* AUFGABEN:
1. Prüfe anhand des Zeitungsausschnitts über Gabriels Verzicht, ob die Aussagen (a) Gabriel ist 57 Jahre alt, (b) die Bundestagswahl findet im Frühjahr statt und (c) Angela Merkel gehört der CDU an jeweils zutreffen, und beantworte jede mit Ja oder Nein samt den entscheidenden Worten des Ausschnitts als wörtlichem Zitat.
2. Extrahiere aus den Einträgen jede Zeile, in der die Zeichenfolge "pretzel" vorkommt.

* QUELLENAUSZUG:
Schwäbische Zeitung (Riedlingen)

Gabriel zieht die Reißleine

SPD-Chef verzichtet auf Kanzlerkan­didatur und Parteivors­itz – Schulz tritt gegen Merkel an

- Von Katja Korf, Kara Ballarin und unseren Agenturen

- Die SPD wagt den Neuanfang. Völlig überrasche­nd und mit ungewohnt deutlichen Worten hat Sigmar Gabriel am Dienstag auf die Kanzlerkan­didatur verzichtet. Zudem kündigte er an, auch den Parteivors­itz abzugeben. Der 57-Jährige hob zugleich den früheren EU-Parlaments­präsidente­n Martin Schulz auf den Schild. Schulz solle bei der Bundestags­wahl im Herbst nicht nur Kanzlerin Angela Merkel (CDU) herausford­ern, er sei auch prädestini­ert als Parteivors­itzender der Sozialdemo­kraten.

* DATENSATZ:
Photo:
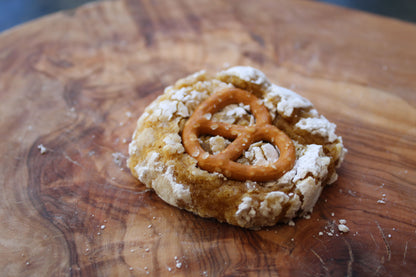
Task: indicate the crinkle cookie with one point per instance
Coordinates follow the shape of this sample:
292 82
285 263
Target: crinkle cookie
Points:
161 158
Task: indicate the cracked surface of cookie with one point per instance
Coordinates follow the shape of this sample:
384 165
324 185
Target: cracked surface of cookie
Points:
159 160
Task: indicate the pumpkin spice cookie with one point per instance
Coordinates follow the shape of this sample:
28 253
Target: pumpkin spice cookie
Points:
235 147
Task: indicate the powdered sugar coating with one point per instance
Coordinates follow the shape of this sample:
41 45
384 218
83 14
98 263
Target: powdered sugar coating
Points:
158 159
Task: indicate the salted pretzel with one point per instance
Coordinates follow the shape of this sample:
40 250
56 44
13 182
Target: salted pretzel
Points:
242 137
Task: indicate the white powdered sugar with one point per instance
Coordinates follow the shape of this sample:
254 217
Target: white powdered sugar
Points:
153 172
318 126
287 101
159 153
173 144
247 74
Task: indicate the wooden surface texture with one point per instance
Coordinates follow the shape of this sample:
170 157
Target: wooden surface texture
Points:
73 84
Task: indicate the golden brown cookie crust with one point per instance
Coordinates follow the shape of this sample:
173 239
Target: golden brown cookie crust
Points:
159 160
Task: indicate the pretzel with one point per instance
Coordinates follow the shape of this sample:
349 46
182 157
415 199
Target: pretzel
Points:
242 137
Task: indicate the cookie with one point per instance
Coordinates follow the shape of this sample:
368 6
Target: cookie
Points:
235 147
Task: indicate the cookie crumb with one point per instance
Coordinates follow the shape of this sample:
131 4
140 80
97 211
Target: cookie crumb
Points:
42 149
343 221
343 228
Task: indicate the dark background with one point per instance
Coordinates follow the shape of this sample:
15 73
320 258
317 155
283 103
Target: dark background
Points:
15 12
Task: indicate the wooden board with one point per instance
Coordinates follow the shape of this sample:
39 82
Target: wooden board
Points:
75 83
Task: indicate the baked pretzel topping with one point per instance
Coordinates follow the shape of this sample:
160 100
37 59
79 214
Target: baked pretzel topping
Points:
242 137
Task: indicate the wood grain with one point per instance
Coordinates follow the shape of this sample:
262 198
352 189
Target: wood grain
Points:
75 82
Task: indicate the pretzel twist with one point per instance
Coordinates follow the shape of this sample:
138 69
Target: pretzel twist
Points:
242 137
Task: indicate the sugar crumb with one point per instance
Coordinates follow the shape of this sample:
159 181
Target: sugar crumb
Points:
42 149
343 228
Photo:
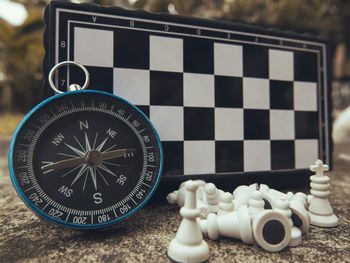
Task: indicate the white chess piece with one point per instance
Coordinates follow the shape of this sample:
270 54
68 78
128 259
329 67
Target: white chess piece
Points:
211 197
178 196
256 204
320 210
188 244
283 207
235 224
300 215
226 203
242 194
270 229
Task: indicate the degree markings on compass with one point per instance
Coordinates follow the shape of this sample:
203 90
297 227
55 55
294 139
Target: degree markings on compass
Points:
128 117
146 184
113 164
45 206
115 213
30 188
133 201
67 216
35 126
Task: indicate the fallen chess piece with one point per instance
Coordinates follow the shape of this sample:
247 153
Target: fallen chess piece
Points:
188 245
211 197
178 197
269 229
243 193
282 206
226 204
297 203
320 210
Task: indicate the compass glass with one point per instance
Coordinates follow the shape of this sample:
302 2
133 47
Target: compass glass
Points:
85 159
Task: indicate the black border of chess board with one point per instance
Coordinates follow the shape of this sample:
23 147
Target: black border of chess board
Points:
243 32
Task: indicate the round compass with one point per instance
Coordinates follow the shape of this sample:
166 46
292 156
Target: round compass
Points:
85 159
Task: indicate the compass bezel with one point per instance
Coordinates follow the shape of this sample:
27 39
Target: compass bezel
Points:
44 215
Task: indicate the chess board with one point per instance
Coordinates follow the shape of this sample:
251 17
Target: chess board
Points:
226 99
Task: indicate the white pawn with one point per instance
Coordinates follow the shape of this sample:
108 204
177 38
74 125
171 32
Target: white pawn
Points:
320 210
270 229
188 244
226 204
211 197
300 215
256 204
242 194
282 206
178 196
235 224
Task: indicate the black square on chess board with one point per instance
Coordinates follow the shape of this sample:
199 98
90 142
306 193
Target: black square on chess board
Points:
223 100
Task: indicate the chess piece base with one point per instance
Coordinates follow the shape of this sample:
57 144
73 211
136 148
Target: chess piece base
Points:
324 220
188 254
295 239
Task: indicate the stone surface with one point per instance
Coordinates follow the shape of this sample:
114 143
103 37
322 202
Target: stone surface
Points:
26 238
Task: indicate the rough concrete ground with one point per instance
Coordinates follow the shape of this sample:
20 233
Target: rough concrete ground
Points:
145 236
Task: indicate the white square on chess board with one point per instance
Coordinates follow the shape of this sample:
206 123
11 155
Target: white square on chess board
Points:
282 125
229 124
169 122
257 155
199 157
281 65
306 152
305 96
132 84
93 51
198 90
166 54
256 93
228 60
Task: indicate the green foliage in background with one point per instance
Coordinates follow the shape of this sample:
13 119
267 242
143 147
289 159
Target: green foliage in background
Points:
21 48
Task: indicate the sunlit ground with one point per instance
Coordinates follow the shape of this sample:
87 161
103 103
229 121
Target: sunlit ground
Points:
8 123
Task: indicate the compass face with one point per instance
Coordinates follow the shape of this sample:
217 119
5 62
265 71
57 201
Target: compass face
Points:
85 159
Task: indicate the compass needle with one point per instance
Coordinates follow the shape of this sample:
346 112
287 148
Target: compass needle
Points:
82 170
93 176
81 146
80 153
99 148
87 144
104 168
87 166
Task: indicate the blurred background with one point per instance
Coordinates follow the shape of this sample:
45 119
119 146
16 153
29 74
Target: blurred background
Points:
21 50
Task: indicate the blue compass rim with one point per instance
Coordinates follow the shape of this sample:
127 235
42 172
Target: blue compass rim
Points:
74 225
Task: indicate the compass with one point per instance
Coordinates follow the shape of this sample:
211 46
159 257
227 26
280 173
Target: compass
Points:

* ANTWORTEN JE AUFGABE:
1.
(a) Ja: „Der 57-Jährige“
(b) Nein: „im Herbst“
(c) Ja: „Kanzlerin Angela Merkel (CDU)“

2.
Task: indicate the salted pretzel with one point per instance
Target: salted pretzel
Task: indicate the pretzel with one point per instance
Target: pretzel
Task: indicate the baked pretzel topping with one point per instance
Target: baked pretzel topping
Task: indicate the pretzel twist with one point per instance
Target: pretzel twist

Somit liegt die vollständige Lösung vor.